[Begin SUPPLIED INFORMATION]
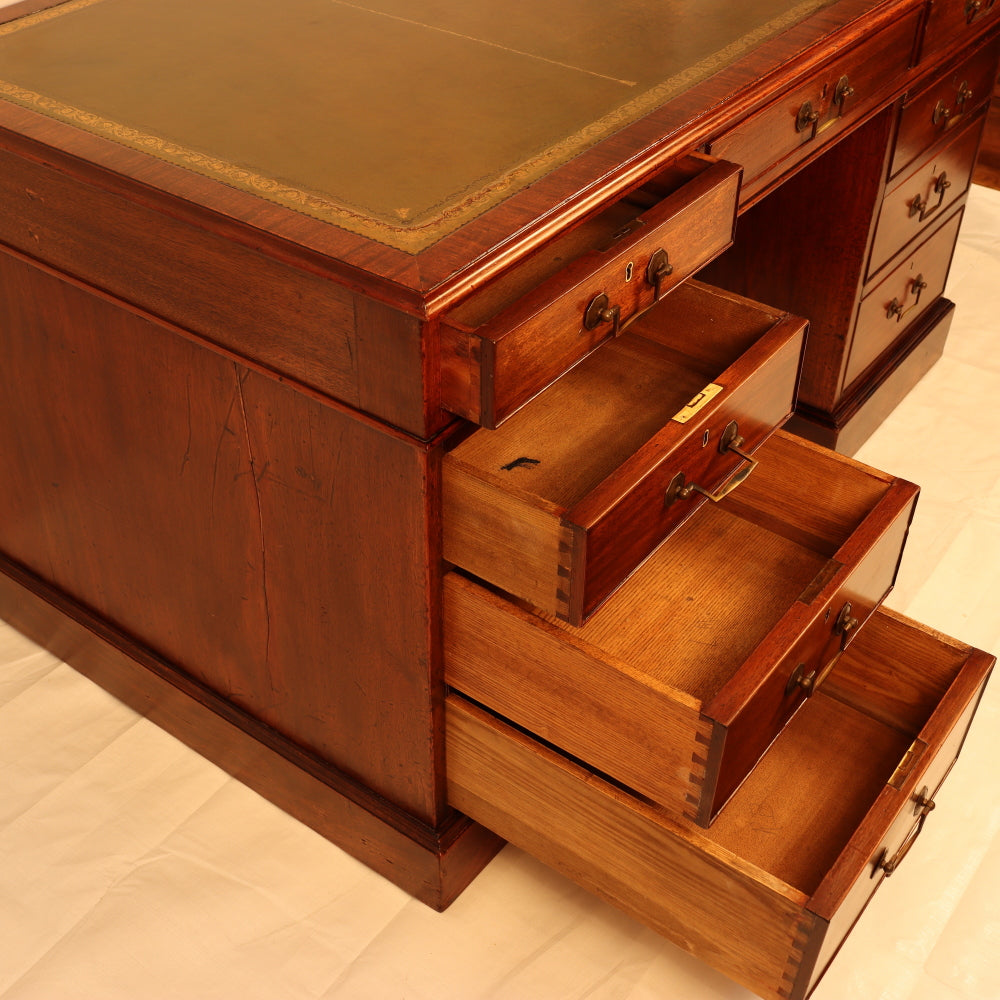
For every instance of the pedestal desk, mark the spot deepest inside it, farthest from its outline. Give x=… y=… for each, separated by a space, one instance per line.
x=385 y=387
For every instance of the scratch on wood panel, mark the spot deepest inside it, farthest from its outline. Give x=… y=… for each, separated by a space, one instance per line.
x=240 y=376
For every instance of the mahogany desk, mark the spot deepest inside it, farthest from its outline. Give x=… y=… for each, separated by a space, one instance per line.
x=269 y=292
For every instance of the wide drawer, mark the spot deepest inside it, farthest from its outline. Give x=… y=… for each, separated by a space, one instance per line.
x=561 y=503
x=516 y=335
x=679 y=683
x=892 y=305
x=925 y=193
x=773 y=140
x=951 y=20
x=768 y=894
x=947 y=103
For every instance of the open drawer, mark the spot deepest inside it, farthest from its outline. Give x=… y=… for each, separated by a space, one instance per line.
x=769 y=893
x=679 y=683
x=560 y=505
x=517 y=334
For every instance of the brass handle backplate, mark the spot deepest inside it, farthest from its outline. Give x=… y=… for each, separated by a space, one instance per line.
x=730 y=441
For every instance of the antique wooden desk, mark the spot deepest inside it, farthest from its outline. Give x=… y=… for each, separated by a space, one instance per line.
x=387 y=384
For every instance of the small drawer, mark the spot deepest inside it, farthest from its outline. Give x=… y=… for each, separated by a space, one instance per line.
x=950 y=101
x=890 y=308
x=925 y=194
x=516 y=335
x=961 y=20
x=771 y=891
x=560 y=504
x=773 y=140
x=688 y=672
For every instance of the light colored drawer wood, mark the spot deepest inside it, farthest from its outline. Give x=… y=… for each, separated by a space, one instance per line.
x=768 y=894
x=892 y=304
x=925 y=194
x=505 y=343
x=772 y=141
x=679 y=683
x=560 y=504
x=950 y=100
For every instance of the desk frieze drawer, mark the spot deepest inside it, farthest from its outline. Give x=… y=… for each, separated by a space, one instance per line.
x=787 y=131
x=517 y=334
x=768 y=894
x=560 y=504
x=679 y=683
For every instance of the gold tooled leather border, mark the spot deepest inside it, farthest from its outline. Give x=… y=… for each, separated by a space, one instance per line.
x=450 y=215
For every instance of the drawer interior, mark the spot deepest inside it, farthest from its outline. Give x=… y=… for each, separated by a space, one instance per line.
x=694 y=612
x=583 y=427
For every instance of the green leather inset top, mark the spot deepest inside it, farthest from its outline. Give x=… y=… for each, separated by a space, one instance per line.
x=395 y=119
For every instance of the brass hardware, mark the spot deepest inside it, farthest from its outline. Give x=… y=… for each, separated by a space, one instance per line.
x=896 y=308
x=600 y=311
x=922 y=207
x=697 y=403
x=806 y=118
x=730 y=441
x=659 y=267
x=923 y=806
x=843 y=91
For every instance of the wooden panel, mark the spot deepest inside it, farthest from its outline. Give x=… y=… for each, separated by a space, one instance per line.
x=434 y=865
x=898 y=299
x=257 y=538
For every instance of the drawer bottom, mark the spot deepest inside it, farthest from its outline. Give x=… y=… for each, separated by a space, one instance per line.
x=766 y=895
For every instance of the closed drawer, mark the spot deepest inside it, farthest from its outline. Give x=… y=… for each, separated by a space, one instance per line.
x=947 y=103
x=773 y=140
x=767 y=895
x=681 y=681
x=519 y=333
x=956 y=20
x=896 y=301
x=562 y=502
x=926 y=193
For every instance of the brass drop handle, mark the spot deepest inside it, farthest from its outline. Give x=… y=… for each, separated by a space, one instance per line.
x=659 y=267
x=730 y=441
x=920 y=206
x=600 y=311
x=896 y=308
x=924 y=807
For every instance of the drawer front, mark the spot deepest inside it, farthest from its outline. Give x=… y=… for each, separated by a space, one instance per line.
x=491 y=369
x=775 y=139
x=561 y=504
x=744 y=897
x=950 y=101
x=957 y=20
x=925 y=194
x=646 y=689
x=891 y=307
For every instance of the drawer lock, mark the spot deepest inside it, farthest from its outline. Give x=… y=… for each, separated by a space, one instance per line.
x=600 y=311
x=730 y=441
x=923 y=807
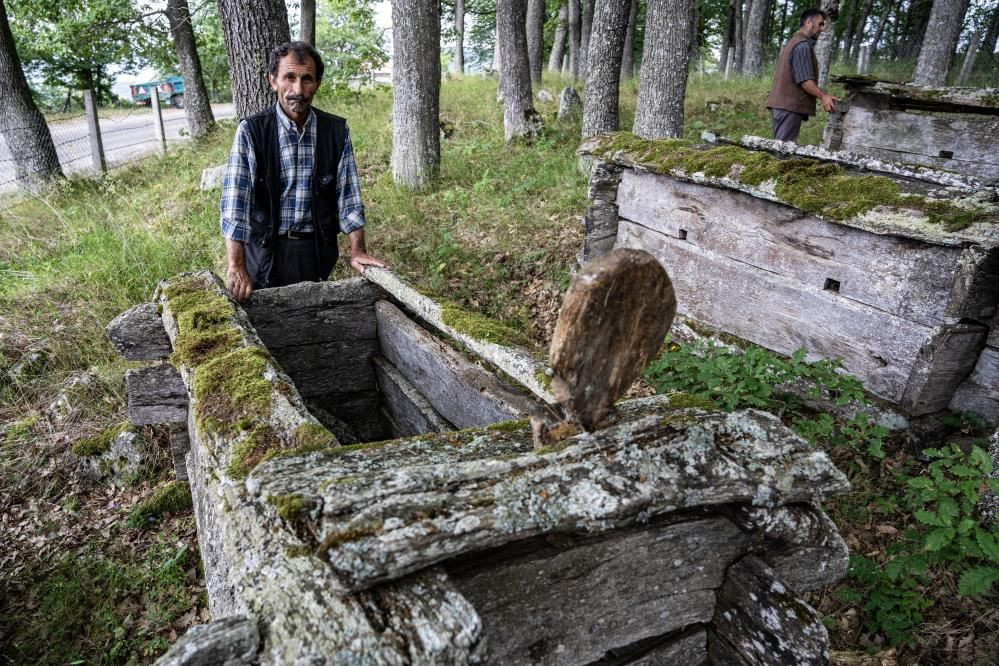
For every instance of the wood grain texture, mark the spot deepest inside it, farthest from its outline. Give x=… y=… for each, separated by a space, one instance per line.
x=768 y=310
x=463 y=393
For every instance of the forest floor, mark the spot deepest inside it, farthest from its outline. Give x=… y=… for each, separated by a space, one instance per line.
x=82 y=583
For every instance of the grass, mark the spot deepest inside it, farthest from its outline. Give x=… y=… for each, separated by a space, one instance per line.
x=497 y=236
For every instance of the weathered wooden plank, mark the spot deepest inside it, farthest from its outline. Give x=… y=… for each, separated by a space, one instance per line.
x=404 y=505
x=943 y=363
x=567 y=604
x=778 y=314
x=138 y=334
x=907 y=278
x=966 y=145
x=410 y=412
x=463 y=393
x=156 y=395
x=763 y=622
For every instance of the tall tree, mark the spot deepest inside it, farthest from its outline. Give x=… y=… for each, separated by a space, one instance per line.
x=251 y=30
x=752 y=59
x=665 y=64
x=559 y=40
x=416 y=85
x=628 y=54
x=21 y=123
x=603 y=73
x=535 y=38
x=307 y=22
x=197 y=106
x=519 y=117
x=947 y=17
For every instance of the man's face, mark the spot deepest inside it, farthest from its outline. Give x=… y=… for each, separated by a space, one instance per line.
x=296 y=85
x=813 y=26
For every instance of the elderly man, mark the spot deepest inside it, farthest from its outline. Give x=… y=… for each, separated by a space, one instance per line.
x=291 y=185
x=794 y=91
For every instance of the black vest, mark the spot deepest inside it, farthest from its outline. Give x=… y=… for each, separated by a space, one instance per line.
x=265 y=211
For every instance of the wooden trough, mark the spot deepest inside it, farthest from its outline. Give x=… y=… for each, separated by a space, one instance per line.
x=893 y=269
x=668 y=535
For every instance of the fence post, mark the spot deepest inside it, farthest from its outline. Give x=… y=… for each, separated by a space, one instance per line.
x=94 y=130
x=154 y=101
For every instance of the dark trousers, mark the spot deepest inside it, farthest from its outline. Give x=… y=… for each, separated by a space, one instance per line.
x=786 y=124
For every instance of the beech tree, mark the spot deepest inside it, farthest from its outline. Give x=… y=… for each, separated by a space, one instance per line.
x=665 y=64
x=946 y=17
x=197 y=106
x=603 y=71
x=251 y=30
x=416 y=83
x=519 y=117
x=21 y=123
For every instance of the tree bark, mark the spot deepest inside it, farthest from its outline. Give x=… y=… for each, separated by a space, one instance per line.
x=536 y=38
x=752 y=63
x=575 y=37
x=416 y=80
x=665 y=64
x=197 y=106
x=250 y=31
x=585 y=29
x=628 y=54
x=519 y=117
x=824 y=45
x=603 y=74
x=559 y=42
x=307 y=22
x=21 y=123
x=946 y=17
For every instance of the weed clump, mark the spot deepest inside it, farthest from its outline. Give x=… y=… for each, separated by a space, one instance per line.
x=171 y=498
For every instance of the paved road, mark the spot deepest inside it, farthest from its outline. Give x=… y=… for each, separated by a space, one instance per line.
x=126 y=136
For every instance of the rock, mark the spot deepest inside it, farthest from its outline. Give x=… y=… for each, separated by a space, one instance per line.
x=569 y=103
x=211 y=178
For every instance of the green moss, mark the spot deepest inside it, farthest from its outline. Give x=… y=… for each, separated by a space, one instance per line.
x=171 y=498
x=481 y=327
x=289 y=507
x=98 y=444
x=510 y=426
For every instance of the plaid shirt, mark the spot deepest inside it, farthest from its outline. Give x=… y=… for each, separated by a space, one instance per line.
x=297 y=160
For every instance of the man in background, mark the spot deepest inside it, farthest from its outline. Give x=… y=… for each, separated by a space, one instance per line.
x=291 y=185
x=794 y=92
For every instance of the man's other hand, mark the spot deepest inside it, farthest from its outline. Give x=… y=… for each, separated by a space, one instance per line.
x=360 y=260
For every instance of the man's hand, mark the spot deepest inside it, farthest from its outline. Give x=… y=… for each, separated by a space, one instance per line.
x=240 y=285
x=359 y=257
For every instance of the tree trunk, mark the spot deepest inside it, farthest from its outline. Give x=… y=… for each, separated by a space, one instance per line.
x=21 y=123
x=307 y=22
x=197 y=106
x=585 y=29
x=458 y=64
x=519 y=117
x=824 y=45
x=603 y=73
x=416 y=83
x=752 y=63
x=575 y=38
x=536 y=38
x=558 y=44
x=250 y=33
x=665 y=64
x=947 y=17
x=628 y=53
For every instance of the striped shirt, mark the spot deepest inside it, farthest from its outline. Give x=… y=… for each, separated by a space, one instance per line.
x=801 y=62
x=297 y=153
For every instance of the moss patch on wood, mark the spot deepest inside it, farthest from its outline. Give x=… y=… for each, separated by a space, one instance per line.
x=174 y=497
x=821 y=188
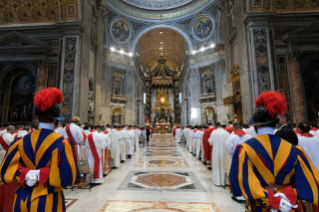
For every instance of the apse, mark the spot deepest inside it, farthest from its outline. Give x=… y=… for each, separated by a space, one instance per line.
x=162 y=42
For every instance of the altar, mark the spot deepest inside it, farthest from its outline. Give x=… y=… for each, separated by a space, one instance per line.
x=162 y=103
x=163 y=128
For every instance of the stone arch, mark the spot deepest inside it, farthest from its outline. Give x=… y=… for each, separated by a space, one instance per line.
x=118 y=116
x=209 y=115
x=178 y=29
x=9 y=73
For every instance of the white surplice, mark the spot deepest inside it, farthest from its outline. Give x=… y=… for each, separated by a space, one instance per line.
x=178 y=135
x=197 y=141
x=85 y=151
x=22 y=133
x=115 y=148
x=105 y=154
x=251 y=131
x=311 y=147
x=220 y=158
x=130 y=141
x=8 y=138
x=101 y=143
x=194 y=138
x=137 y=140
x=121 y=137
x=190 y=140
x=77 y=134
x=233 y=140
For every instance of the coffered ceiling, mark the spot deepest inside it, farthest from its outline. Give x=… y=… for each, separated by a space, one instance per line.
x=157 y=4
x=162 y=42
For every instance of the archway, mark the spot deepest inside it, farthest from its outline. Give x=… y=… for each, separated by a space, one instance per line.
x=162 y=42
x=163 y=26
x=20 y=98
x=118 y=116
x=209 y=115
x=310 y=75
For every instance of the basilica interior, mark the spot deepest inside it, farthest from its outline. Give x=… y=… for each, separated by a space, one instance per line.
x=159 y=63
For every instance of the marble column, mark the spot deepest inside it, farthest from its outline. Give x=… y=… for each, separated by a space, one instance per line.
x=300 y=110
x=42 y=75
x=176 y=104
x=148 y=101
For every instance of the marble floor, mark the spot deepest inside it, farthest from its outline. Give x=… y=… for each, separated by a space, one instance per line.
x=161 y=177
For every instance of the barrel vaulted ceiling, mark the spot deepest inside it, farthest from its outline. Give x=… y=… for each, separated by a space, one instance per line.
x=158 y=11
x=157 y=4
x=162 y=42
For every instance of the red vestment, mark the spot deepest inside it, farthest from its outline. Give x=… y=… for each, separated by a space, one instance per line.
x=229 y=129
x=206 y=145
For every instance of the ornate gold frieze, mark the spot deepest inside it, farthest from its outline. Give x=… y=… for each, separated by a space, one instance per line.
x=283 y=6
x=235 y=73
x=29 y=11
x=204 y=58
x=37 y=11
x=162 y=101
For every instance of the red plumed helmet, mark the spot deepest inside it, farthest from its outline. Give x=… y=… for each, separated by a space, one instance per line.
x=46 y=98
x=273 y=101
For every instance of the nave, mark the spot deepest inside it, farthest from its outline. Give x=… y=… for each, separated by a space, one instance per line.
x=161 y=177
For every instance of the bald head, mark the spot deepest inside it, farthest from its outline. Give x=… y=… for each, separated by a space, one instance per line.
x=11 y=129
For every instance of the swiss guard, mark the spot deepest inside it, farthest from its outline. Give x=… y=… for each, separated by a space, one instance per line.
x=268 y=171
x=43 y=162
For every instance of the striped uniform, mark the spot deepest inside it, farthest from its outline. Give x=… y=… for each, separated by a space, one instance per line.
x=45 y=150
x=268 y=160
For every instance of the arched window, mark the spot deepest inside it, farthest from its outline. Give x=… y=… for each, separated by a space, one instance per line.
x=208 y=83
x=20 y=102
x=118 y=78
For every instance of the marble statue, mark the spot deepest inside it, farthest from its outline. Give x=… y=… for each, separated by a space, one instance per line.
x=231 y=13
x=210 y=116
x=148 y=72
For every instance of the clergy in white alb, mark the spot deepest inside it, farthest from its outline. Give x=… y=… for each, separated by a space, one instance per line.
x=220 y=158
x=115 y=145
x=96 y=143
x=236 y=138
x=106 y=151
x=137 y=140
x=75 y=134
x=194 y=139
x=251 y=131
x=309 y=143
x=25 y=131
x=85 y=151
x=5 y=141
x=178 y=134
x=129 y=138
x=121 y=138
x=197 y=141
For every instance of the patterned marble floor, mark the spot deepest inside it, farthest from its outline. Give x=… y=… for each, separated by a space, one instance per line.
x=142 y=206
x=162 y=163
x=161 y=177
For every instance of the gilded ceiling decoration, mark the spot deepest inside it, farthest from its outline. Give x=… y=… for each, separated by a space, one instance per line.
x=133 y=9
x=282 y=6
x=162 y=42
x=37 y=11
x=158 y=4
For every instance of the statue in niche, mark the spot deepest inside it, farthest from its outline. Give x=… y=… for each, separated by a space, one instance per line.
x=210 y=116
x=93 y=27
x=176 y=71
x=208 y=86
x=231 y=14
x=117 y=87
x=91 y=101
x=148 y=72
x=92 y=106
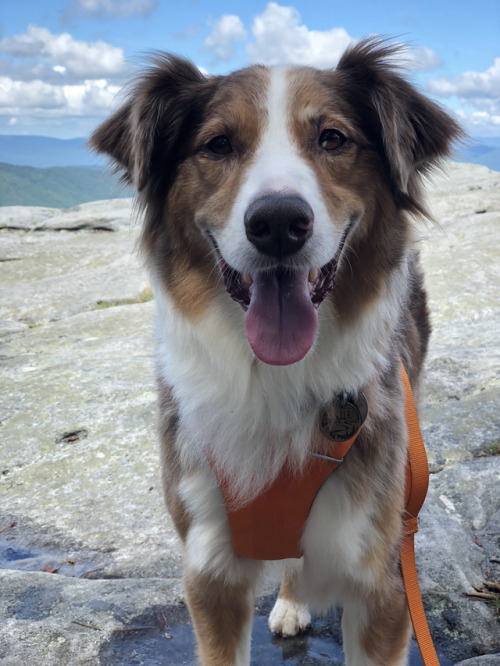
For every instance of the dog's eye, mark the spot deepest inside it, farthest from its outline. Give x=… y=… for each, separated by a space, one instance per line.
x=219 y=145
x=331 y=139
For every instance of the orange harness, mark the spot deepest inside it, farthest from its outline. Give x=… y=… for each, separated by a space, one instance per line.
x=270 y=526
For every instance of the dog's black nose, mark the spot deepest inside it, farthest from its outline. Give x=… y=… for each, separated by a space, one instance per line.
x=278 y=225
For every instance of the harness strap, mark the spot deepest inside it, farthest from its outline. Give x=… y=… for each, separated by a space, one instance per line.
x=270 y=526
x=417 y=481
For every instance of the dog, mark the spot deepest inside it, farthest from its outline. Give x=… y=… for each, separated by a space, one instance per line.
x=279 y=207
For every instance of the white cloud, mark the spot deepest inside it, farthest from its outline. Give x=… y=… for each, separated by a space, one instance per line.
x=421 y=58
x=16 y=95
x=281 y=38
x=92 y=98
x=117 y=8
x=80 y=59
x=470 y=84
x=225 y=32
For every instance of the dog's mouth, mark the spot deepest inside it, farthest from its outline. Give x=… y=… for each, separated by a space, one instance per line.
x=280 y=305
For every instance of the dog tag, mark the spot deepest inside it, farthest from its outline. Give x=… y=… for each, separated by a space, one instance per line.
x=342 y=418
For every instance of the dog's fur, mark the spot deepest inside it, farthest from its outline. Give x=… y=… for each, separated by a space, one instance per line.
x=353 y=143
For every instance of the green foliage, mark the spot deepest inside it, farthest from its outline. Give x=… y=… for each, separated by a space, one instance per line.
x=57 y=187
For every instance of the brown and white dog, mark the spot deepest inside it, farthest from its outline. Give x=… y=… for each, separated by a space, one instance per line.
x=278 y=207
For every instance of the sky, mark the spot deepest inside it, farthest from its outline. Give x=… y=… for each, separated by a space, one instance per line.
x=63 y=63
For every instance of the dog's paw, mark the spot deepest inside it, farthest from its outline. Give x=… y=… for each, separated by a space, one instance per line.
x=288 y=618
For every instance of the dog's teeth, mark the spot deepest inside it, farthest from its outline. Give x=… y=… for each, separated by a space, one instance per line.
x=313 y=274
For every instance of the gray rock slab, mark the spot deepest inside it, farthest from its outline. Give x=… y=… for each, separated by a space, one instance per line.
[End SUPPLIED INFORMATION]
▸ REQUIRED WORK
Repeat, without change, each line of the data above from the one that contains "For every instance of the dog's mouth, mark" through the final line, counting both.

▸ RIGHT ANSWER
For every instance of the dog's mouth, mark the spot deepest inside it, farthest from its outline. Give x=… y=… for each, separated by a space, one instance per line.
x=280 y=305
For every instance of the dog tag, mark the spot deepest inside it, farthest from its outline. Give x=… y=… for each, separated by a space, one instance per line.
x=342 y=418
For every instance of the dog's fur, mark the spot deepest inside it, farthest from its outline. Give x=… y=… for each, separated by a space, one instance per line.
x=353 y=143
For every instance of the green foliage, mark the spot deepest inside it, farthest from its outline. Give x=… y=… for each, separated by a space, one instance per line.
x=57 y=187
For every instance of the brown and white dog, mark the spot deepest inside it, farthest from its outline. Give x=… y=… for each, separated by a space, one instance per line.
x=278 y=207
For every instance of the sky, mark the spot deepest inside it, farthest from its outline. Give x=… y=… for each, separated by a space, one instance per line.
x=63 y=63
For every instance of the dog's paw, mark the spot deepest inside it, farthest from its outline. Give x=… y=… for each, separated by a space, one instance per line.
x=288 y=618
For every instance of the dog's teeth, mark the spot deepest inside it, farthest from its outline. Give x=… y=… for each, separated by a space, one instance per line.
x=313 y=274
For every instance of the gray rock slab, mark the spot deepest inside it, farthest from its outline. Give x=… y=… for each, separated by a space, one instance per line.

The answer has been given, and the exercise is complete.